>>>

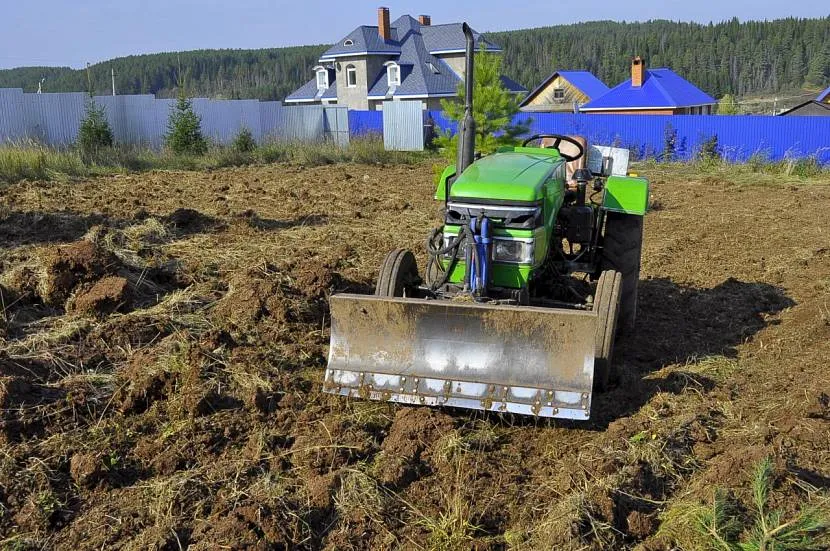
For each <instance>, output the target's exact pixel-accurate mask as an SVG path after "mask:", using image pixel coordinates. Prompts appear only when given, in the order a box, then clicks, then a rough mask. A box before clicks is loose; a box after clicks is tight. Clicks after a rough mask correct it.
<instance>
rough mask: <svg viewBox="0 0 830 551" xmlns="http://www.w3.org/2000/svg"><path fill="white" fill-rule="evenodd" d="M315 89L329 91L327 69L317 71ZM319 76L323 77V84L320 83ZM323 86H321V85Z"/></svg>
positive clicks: (327, 72) (319, 79) (327, 73)
mask: <svg viewBox="0 0 830 551" xmlns="http://www.w3.org/2000/svg"><path fill="white" fill-rule="evenodd" d="M316 73H317V89H318V90H328V89H329V72H328V69H323V68H321V69H317V71H316ZM320 75H323V82H322V83H321V82H320ZM323 83H324V84H325V86H321V84H323Z"/></svg>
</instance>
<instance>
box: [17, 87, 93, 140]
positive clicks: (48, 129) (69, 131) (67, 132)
mask: <svg viewBox="0 0 830 551" xmlns="http://www.w3.org/2000/svg"><path fill="white" fill-rule="evenodd" d="M86 99H87V95H86V94H84V93H83V92H73V93H67V94H23V111H24V116H25V117H26V133H27V135H28V136H29V137H31V138H33V139H36V140H39V141H42V142H43V143H45V144H49V145H54V146H67V145H71V144H72V143H74V142H75V140H76V139H77V138H78V127H79V126H80V125H81V119H82V118H83V116H84V107H85V102H86Z"/></svg>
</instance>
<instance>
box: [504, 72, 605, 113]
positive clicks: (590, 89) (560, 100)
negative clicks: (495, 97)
mask: <svg viewBox="0 0 830 551" xmlns="http://www.w3.org/2000/svg"><path fill="white" fill-rule="evenodd" d="M609 90H610V88H608V86H606V85H605V83H604V82H602V81H601V80H600V79H598V78H597V77H595V76H594V75H593V74H592V73H591V72H590V71H555V72H554V73H553V74H551V75H550V76H549V77H548V78H546V79H545V80H544V81H542V84H540V85H539V86H537V87H536V89H535V90H533V91H532V92H531V93H530V94H528V95H527V97H526V98H525V99H524V100H523V101H522V103H521V104H520V105H519V108H520V109H521V110H522V111H529V112H537V113H538V112H543V113H575V112H577V111H578V110H579V107H580V106H581V105H584V104H586V103H588V102H590V101H592V100H595V99H597V98H599V97H601V96H603V95H605V94H606V93H607V92H608V91H609Z"/></svg>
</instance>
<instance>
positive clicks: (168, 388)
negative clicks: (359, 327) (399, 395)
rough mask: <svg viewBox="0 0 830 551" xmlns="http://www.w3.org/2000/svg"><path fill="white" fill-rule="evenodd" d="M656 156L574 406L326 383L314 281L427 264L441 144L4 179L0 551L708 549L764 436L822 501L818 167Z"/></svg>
mask: <svg viewBox="0 0 830 551" xmlns="http://www.w3.org/2000/svg"><path fill="white" fill-rule="evenodd" d="M641 172H642V174H643V175H645V176H647V177H649V178H650V179H651V181H652V194H653V197H652V206H653V210H652V211H651V212H650V213H649V214H648V215H647V216H646V223H645V232H646V233H645V245H644V257H643V271H642V277H641V281H640V303H639V314H638V321H637V330H636V332H635V333H634V334H632V335H629V336H627V337H625V338H623V339H622V340H620V341H619V342H618V345H617V355H618V362H619V365H620V370H621V377H620V381H619V383H618V384H617V385H616V386H615V387H614V388H612V390H611V391H609V392H608V393H606V394H602V395H598V396H596V397H595V400H594V408H593V415H592V419H591V420H590V421H587V422H583V423H563V422H557V421H550V420H542V419H535V418H523V417H515V416H509V415H498V414H482V413H477V412H468V411H456V410H441V409H437V410H436V409H428V408H418V407H404V406H396V405H390V404H386V403H375V402H372V403H367V402H361V401H354V400H353V401H349V400H345V399H341V398H337V397H334V396H330V395H327V394H323V393H322V392H321V387H322V375H323V370H324V367H325V361H326V354H327V346H328V321H329V318H328V308H327V297H328V296H329V295H330V294H331V293H333V292H339V291H350V292H360V293H368V292H371V291H372V288H373V284H374V280H375V277H376V269H377V267H378V266H379V265H380V262H381V260H382V258H383V256H384V255H385V253H386V252H387V251H388V250H389V249H392V248H395V247H409V248H412V249H413V250H415V251H417V254H418V259H419V263H420V266H421V267H423V265H424V254H423V242H424V238H425V237H426V236H427V234H428V231H429V230H430V229H431V228H432V227H433V226H434V225H436V224H437V223H438V220H439V205H437V204H436V203H435V202H434V201H432V199H431V197H432V193H433V186H432V183H431V182H432V170H431V166H430V164H429V163H424V164H421V165H414V166H369V165H365V166H364V165H333V166H326V167H319V168H304V167H300V166H288V165H273V166H263V167H253V168H238V169H227V170H218V171H214V172H208V173H196V172H180V173H179V172H154V173H148V174H140V175H123V176H116V177H106V178H97V179H92V180H88V181H80V182H67V183H40V182H24V183H20V184H17V185H13V186H9V187H6V188H4V189H3V190H2V193H0V248H2V249H0V270H2V275H0V285H1V286H0V291H2V311H3V316H2V317H0V335H2V339H0V408H2V420H1V421H0V548H10V549H28V548H33V549H34V548H36V549H41V548H49V549H185V548H188V547H190V548H191V549H320V548H325V549H399V548H403V549H470V548H474V549H504V548H510V549H633V548H635V547H639V548H640V549H649V550H657V549H672V548H673V546H681V547H683V548H687V549H693V548H697V547H696V546H698V545H702V544H700V543H699V542H700V541H701V540H700V537H701V536H700V531H701V530H700V518H701V517H700V514H699V512H698V513H695V511H696V510H697V509H695V507H697V506H700V505H702V506H706V507H711V503H712V500H713V498H714V496H715V494H716V493H717V494H718V495H722V496H728V500H729V502H730V503H732V504H733V505H734V507H735V511H736V512H735V513H734V514H735V516H736V518H737V519H738V520H739V523H741V526H742V528H738V529H737V530H736V532H737V533H736V535H735V538H736V541H739V540H740V539H741V538H748V537H749V532H750V529H751V526H752V522H753V521H752V519H753V518H754V517H753V512H752V511H753V501H752V491H751V484H750V483H751V478H752V473H753V470H754V469H755V468H756V466H757V465H758V464H759V463H760V462H762V461H763V460H764V459H765V458H769V459H770V461H771V471H770V495H769V499H768V506H769V508H770V510H776V511H779V512H780V513H781V515H782V518H783V519H784V520H786V519H787V518H793V516H794V515H796V514H797V513H798V511H799V510H800V509H801V508H803V507H816V508H818V510H819V511H820V510H821V508H822V507H824V508H825V510H826V506H827V499H828V498H827V495H828V488H830V397H828V393H830V229H828V228H830V226H828V223H827V220H828V219H827V218H826V217H827V216H828V213H830V180H828V178H827V177H817V178H814V179H811V180H798V179H792V178H790V179H787V178H782V180H786V181H780V182H779V181H776V179H774V178H765V179H764V180H763V182H753V181H751V179H748V178H747V177H746V175H745V174H743V175H742V176H741V177H740V178H732V177H731V176H730V173H729V172H728V171H727V172H711V173H694V172H692V171H691V170H679V169H671V170H663V169H657V168H653V169H652V171H651V172H649V169H648V167H644V168H642V169H641ZM718 489H720V490H718ZM698 509H699V507H698ZM741 531H743V534H741ZM820 537H822V536H820V534H818V533H814V534H813V535H812V536H811V538H813V539H814V542H819V543H817V544H816V545H818V547H816V548H821V543H820V541H821V540H819V539H818V538H820ZM695 542H698V543H695Z"/></svg>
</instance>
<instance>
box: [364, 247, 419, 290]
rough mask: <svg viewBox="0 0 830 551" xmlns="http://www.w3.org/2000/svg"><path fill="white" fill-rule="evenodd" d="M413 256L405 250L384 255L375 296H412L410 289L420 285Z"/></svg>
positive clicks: (397, 251)
mask: <svg viewBox="0 0 830 551" xmlns="http://www.w3.org/2000/svg"><path fill="white" fill-rule="evenodd" d="M420 281H421V280H420V278H419V277H418V264H417V263H416V261H415V255H414V254H412V251H410V250H407V249H395V250H394V251H392V252H390V253H389V254H387V255H386V258H384V259H383V263H382V264H381V265H380V273H379V274H378V283H377V286H376V287H375V296H379V297H406V296H412V294H413V293H412V288H413V287H415V286H417V285H418V284H419V283H420Z"/></svg>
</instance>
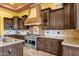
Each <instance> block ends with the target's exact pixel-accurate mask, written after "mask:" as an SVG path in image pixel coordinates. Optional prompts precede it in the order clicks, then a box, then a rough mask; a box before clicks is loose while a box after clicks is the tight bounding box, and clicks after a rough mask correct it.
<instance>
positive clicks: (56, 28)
mask: <svg viewBox="0 0 79 59" xmlns="http://www.w3.org/2000/svg"><path fill="white" fill-rule="evenodd" d="M54 14H55V15H54V17H55V18H54V19H55V27H54V28H55V29H64V11H63V9H60V10H56V11H54Z"/></svg>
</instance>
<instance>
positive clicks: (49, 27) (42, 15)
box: [41, 8, 51, 29]
mask: <svg viewBox="0 0 79 59" xmlns="http://www.w3.org/2000/svg"><path fill="white" fill-rule="evenodd" d="M50 12H51V9H50V8H47V9H43V10H41V13H42V14H41V15H42V26H43V29H48V28H50Z"/></svg>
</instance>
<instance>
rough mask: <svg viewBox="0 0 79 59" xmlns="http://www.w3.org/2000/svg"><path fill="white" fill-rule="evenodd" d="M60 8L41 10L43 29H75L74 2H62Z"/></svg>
mask: <svg viewBox="0 0 79 59" xmlns="http://www.w3.org/2000/svg"><path fill="white" fill-rule="evenodd" d="M62 5H63V7H62V8H58V9H55V10H52V11H50V10H49V9H44V10H43V11H42V20H43V23H42V24H43V25H42V27H43V29H75V28H76V26H77V16H76V11H77V10H76V9H77V8H76V4H75V3H64V4H62Z"/></svg>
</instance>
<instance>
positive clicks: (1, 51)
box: [0, 47, 3, 56]
mask: <svg viewBox="0 0 79 59" xmlns="http://www.w3.org/2000/svg"><path fill="white" fill-rule="evenodd" d="M0 56H3V48H2V47H0Z"/></svg>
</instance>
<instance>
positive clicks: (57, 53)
mask: <svg viewBox="0 0 79 59" xmlns="http://www.w3.org/2000/svg"><path fill="white" fill-rule="evenodd" d="M62 41H63V40H59V39H50V38H38V39H37V49H39V50H43V51H47V52H50V53H53V54H56V55H62V45H61V42H62Z"/></svg>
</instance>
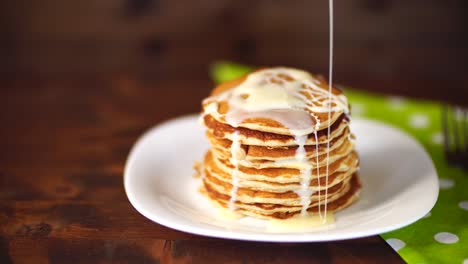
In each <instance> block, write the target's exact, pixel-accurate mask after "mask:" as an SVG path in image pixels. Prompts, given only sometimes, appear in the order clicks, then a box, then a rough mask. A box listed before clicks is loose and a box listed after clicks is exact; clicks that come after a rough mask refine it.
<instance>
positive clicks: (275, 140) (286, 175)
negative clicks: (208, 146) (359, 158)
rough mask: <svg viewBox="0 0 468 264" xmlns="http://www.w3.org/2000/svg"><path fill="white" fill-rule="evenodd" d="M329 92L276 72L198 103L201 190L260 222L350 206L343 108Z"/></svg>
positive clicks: (316, 79)
mask: <svg viewBox="0 0 468 264" xmlns="http://www.w3.org/2000/svg"><path fill="white" fill-rule="evenodd" d="M328 88H329V87H328V84H327V83H326V81H324V80H323V79H321V78H318V77H316V76H313V75H311V74H309V73H307V72H305V71H301V70H296V69H292V68H282V67H278V68H267V69H262V70H258V71H255V72H253V73H251V74H249V75H246V76H243V77H241V78H238V79H236V80H233V81H229V82H226V83H223V84H220V85H219V86H217V87H216V88H215V89H214V90H213V92H212V93H211V95H210V96H209V97H208V98H206V99H205V100H204V101H203V103H202V107H203V112H202V117H201V122H202V124H203V125H204V126H205V127H206V137H207V138H208V140H209V143H210V145H211V148H210V150H208V151H207V153H206V154H205V158H204V160H203V162H201V163H200V164H197V168H198V171H197V173H198V174H199V175H201V180H202V185H201V192H202V193H203V194H205V195H206V197H207V198H208V199H209V200H210V201H212V202H214V203H215V204H217V205H218V206H221V207H223V208H226V209H228V210H232V211H235V212H237V213H240V214H242V215H245V216H252V217H256V218H261V219H287V218H291V217H293V216H295V215H301V216H306V215H309V214H312V215H313V214H319V215H322V214H324V213H325V212H324V211H323V210H325V208H326V210H327V212H330V213H332V212H336V211H339V210H341V209H343V208H345V207H347V206H349V205H350V204H352V203H353V202H354V201H356V200H357V198H358V196H359V192H360V189H361V182H360V178H359V175H358V171H359V157H358V154H357V152H356V151H355V144H354V135H353V134H352V131H351V130H350V127H349V123H350V116H349V106H348V103H347V99H346V97H345V96H344V94H343V93H342V92H341V91H340V90H338V89H336V88H332V90H331V91H332V92H331V94H329V92H328V91H329V90H328ZM328 99H331V100H328ZM329 110H330V113H329Z"/></svg>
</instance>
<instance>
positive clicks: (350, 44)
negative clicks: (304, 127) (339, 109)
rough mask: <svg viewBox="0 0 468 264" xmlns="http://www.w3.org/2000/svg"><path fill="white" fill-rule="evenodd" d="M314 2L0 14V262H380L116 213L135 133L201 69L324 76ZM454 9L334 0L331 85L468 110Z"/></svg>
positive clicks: (324, 65) (122, 197)
mask: <svg viewBox="0 0 468 264" xmlns="http://www.w3.org/2000/svg"><path fill="white" fill-rule="evenodd" d="M327 8H328V3H327V1H325V0H321V1H297V0H289V1H285V0H268V1H267V0H262V1H235V0H231V1H228V0H217V1H216V0H202V1H189V0H186V1H175V0H160V1H157V0H127V1H122V0H100V1H91V0H86V1H59V0H55V1H52V0H42V1H34V0H30V1H28V0H18V1H1V2H0V58H1V59H0V106H1V111H0V124H1V125H0V150H1V151H0V232H1V233H0V263H10V262H15V263H111V262H115V263H191V262H195V263H208V262H213V263H224V262H232V263H251V262H252V263H258V262H261V263H284V262H285V261H290V262H301V263H394V262H401V260H400V259H399V257H398V255H397V254H396V253H394V252H393V251H392V250H391V249H390V248H389V247H388V246H387V245H386V244H385V243H384V242H383V240H382V239H380V238H379V237H376V236H374V237H371V238H366V239H358V240H350V241H341V242H331V243H311V244H271V243H252V242H237V241H223V240H216V239H207V238H201V237H195V236H191V235H187V234H184V233H180V232H176V231H173V230H170V229H167V228H164V227H162V226H159V225H157V224H154V223H152V222H150V221H149V220H147V219H145V218H144V217H143V216H141V215H140V214H138V213H137V212H136V211H135V210H134V209H133V208H132V206H131V205H130V203H129V202H128V200H127V198H126V196H125V193H124V190H123V186H122V174H123V167H124V163H125V159H126V156H127V155H128V152H129V150H130V148H131V146H132V144H133V143H134V141H135V140H136V138H137V137H138V136H139V135H141V133H143V132H144V131H145V130H146V129H148V128H149V127H151V126H153V125H154V124H156V123H159V122H161V121H163V120H166V119H168V118H171V117H174V116H178V115H182V114H186V113H192V112H196V111H198V110H199V107H200V106H199V105H200V100H201V99H202V98H203V97H205V96H206V95H207V94H208V92H209V90H210V89H211V88H212V83H211V81H210V80H209V77H208V74H207V71H208V70H207V69H208V66H209V65H210V64H211V63H212V62H213V61H215V60H219V59H227V60H233V61H237V62H242V63H248V64H252V65H279V64H280V65H287V66H296V67H301V68H305V69H308V70H310V71H313V72H318V73H323V74H325V75H326V73H327V67H328V27H327V24H328V20H327V19H328V18H327V16H328V10H327ZM467 8H468V4H467V2H466V1H463V0H459V1H455V0H447V1H442V0H440V1H437V0H424V1H423V0H413V1H408V0H337V1H335V16H336V17H335V18H336V20H335V27H336V32H335V47H336V49H335V63H336V64H335V77H336V80H337V82H339V83H342V84H348V85H353V86H357V87H360V88H362V89H365V90H370V91H375V92H384V93H393V94H400V95H409V96H417V97H423V98H432V99H436V100H441V101H452V102H458V103H460V104H465V105H468V102H467V98H468V77H467V76H466V70H467V67H466V61H467V59H468V34H467V33H468V28H467V24H468V23H467V22H468V18H467V16H466V11H467Z"/></svg>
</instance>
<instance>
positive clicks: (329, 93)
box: [323, 0, 348, 222]
mask: <svg viewBox="0 0 468 264" xmlns="http://www.w3.org/2000/svg"><path fill="white" fill-rule="evenodd" d="M328 4H329V7H328V12H329V15H328V20H329V27H330V29H329V34H330V35H329V56H328V101H329V103H328V127H327V139H330V126H331V120H330V117H331V111H332V105H331V99H332V98H331V92H332V84H333V0H328ZM346 109H348V108H346ZM345 112H346V114H347V111H345ZM329 165H330V140H327V164H326V170H325V181H326V185H327V186H326V189H325V204H324V215H325V217H323V221H324V222H325V221H326V219H327V205H328V169H329Z"/></svg>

<<<

**Exercise instructions**
State how many of the lines above contain the string "correct". Give only the number.

**Solution to the exercise**
2